Task statement: Rewrite the lines below as a Markdown table with two columns, Row and Line, giving each line its own numbered row and leaving out blank lines.

+ + + +

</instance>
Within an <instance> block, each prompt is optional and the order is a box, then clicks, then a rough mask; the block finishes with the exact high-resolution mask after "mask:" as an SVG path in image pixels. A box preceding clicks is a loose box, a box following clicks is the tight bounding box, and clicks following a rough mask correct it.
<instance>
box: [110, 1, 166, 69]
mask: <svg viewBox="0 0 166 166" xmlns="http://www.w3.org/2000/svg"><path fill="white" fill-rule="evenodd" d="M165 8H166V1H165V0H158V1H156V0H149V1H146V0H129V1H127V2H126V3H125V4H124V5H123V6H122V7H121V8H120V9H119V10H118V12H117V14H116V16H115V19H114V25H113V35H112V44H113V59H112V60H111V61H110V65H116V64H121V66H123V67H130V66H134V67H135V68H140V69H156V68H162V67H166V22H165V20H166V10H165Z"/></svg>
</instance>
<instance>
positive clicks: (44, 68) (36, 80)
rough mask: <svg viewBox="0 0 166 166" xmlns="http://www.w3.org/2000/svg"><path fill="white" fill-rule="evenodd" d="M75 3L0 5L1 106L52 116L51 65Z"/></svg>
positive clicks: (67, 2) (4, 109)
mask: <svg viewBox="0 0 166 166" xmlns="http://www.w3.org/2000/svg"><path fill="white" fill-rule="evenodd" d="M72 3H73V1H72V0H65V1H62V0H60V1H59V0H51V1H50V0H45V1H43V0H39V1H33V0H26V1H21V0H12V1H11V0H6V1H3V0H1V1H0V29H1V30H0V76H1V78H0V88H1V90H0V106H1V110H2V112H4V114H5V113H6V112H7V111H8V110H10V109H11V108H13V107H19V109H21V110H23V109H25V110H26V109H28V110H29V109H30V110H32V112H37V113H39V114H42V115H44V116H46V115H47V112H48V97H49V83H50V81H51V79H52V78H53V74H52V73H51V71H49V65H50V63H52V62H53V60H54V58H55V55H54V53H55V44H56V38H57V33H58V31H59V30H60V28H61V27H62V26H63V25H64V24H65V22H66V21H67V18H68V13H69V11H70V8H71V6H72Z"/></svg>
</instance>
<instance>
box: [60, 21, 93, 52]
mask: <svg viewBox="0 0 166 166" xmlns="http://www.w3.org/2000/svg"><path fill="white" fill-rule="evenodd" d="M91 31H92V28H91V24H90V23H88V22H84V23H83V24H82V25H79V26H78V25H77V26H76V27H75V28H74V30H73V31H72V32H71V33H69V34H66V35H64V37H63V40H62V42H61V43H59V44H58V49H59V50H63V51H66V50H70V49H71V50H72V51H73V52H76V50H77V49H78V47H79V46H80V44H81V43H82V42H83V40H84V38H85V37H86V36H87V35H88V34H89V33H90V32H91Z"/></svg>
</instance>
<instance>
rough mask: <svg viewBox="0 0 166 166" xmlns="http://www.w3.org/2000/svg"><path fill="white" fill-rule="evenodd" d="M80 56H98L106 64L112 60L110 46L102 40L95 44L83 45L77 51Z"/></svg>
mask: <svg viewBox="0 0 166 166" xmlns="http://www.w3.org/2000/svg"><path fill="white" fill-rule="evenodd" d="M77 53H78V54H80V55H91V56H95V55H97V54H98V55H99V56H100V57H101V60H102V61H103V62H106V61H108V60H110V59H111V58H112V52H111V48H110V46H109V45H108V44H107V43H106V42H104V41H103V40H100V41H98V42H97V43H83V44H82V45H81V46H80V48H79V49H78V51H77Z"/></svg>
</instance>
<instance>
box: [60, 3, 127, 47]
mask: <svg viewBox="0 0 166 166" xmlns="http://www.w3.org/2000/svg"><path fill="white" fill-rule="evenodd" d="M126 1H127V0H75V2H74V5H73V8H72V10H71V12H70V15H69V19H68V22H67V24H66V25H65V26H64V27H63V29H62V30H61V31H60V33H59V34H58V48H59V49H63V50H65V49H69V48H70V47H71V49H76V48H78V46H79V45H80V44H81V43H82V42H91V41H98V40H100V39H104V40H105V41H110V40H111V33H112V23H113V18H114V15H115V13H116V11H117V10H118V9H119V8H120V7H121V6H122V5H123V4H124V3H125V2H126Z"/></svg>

+ + + +

Answer:
| Row | Line |
|---|---|
| 1 | </instance> |
| 2 | Within an <instance> block, each prompt is optional and the order is a box, then clicks, then a rough mask; the block finishes with the exact high-resolution mask after "mask:" as an SVG path in image pixels. A box preceding clicks is a loose box, a box following clicks is the tight bounding box, and clicks following a rough mask correct it. |
| 3 | <instance> |
| 4 | box: [110, 1, 166, 69] |
| 5 | mask: <svg viewBox="0 0 166 166" xmlns="http://www.w3.org/2000/svg"><path fill="white" fill-rule="evenodd" d="M165 8H166V1H165V0H158V1H156V0H149V1H146V0H129V1H127V2H126V3H125V4H124V5H123V6H122V7H121V8H120V9H119V10H118V12H117V14H116V16H115V19H114V25H113V35H112V44H113V59H112V60H111V61H110V65H116V64H121V66H123V67H130V66H134V67H135V68H140V69H156V68H162V67H166V22H165V20H166V10H165Z"/></svg> |
| 6 | </instance> |
| 7 | <instance> |
| 8 | positive clicks: (44, 68) (36, 80) |
| 9 | rough mask: <svg viewBox="0 0 166 166" xmlns="http://www.w3.org/2000/svg"><path fill="white" fill-rule="evenodd" d="M75 3L0 5L1 106L52 116L51 65Z"/></svg> |
| 10 | positive clicks: (67, 2) (4, 109) |
| 11 | mask: <svg viewBox="0 0 166 166" xmlns="http://www.w3.org/2000/svg"><path fill="white" fill-rule="evenodd" d="M72 3H73V1H72V0H65V1H62V0H60V1H59V0H51V1H50V0H45V1H43V0H39V1H33V0H26V1H21V0H12V1H11V0H6V1H3V0H1V1H0V29H1V30H0V76H1V78H0V88H1V90H0V106H1V110H2V112H4V114H5V113H6V112H7V111H8V110H10V109H11V108H13V107H19V109H21V110H23V109H25V110H26V109H28V110H29V109H30V110H32V112H37V113H39V114H42V115H44V116H46V115H47V112H48V97H49V83H50V81H51V79H52V78H53V74H52V73H51V71H49V65H50V63H52V62H53V60H54V58H55V55H54V53H55V44H56V38H57V33H58V31H59V30H60V28H61V27H62V26H63V25H64V24H65V22H66V21H67V18H68V13H69V11H70V8H71V6H72Z"/></svg> |
| 12 | </instance> |
| 13 | <instance> |
| 14 | box: [60, 21, 93, 52] |
| 15 | mask: <svg viewBox="0 0 166 166" xmlns="http://www.w3.org/2000/svg"><path fill="white" fill-rule="evenodd" d="M91 31H92V28H91V24H90V23H88V22H84V23H83V24H82V25H79V26H78V25H77V26H76V27H75V28H74V30H73V31H72V32H71V33H69V34H66V35H64V37H63V40H62V42H61V43H59V44H58V49H59V50H63V51H66V50H70V49H71V50H72V51H73V52H76V50H77V49H78V47H79V46H80V44H81V43H82V42H83V40H84V38H85V37H86V36H87V35H88V34H89V33H90V32H91Z"/></svg> |
| 16 | </instance> |
| 17 | <instance> |
| 18 | rough mask: <svg viewBox="0 0 166 166" xmlns="http://www.w3.org/2000/svg"><path fill="white" fill-rule="evenodd" d="M80 56H98L106 64L112 60L110 46L102 40L95 44L83 45L77 51Z"/></svg> |
| 19 | mask: <svg viewBox="0 0 166 166" xmlns="http://www.w3.org/2000/svg"><path fill="white" fill-rule="evenodd" d="M77 53H78V54H80V55H91V56H95V55H97V54H98V55H99V56H100V57H101V60H102V61H103V62H106V61H108V60H110V59H111V58H112V52H111V48H110V46H109V45H108V44H107V43H106V42H104V41H103V40H100V41H98V42H97V43H83V44H82V45H81V46H80V48H79V49H78V51H77Z"/></svg> |
| 20 | </instance> |
| 21 | <instance> |
| 22 | box: [60, 3, 127, 47] |
| 23 | mask: <svg viewBox="0 0 166 166" xmlns="http://www.w3.org/2000/svg"><path fill="white" fill-rule="evenodd" d="M126 1H127V0H75V2H74V5H73V8H72V10H71V12H70V15H69V19H68V22H67V24H66V25H65V26H64V27H63V29H62V30H61V31H60V33H59V34H58V48H59V49H63V50H65V49H69V48H70V47H71V49H76V48H78V46H79V45H80V44H81V43H82V42H91V41H98V40H100V39H104V40H105V41H110V40H111V33H112V23H113V18H114V15H115V13H116V11H117V10H118V9H119V8H120V7H121V6H122V5H123V4H124V3H125V2H126Z"/></svg> |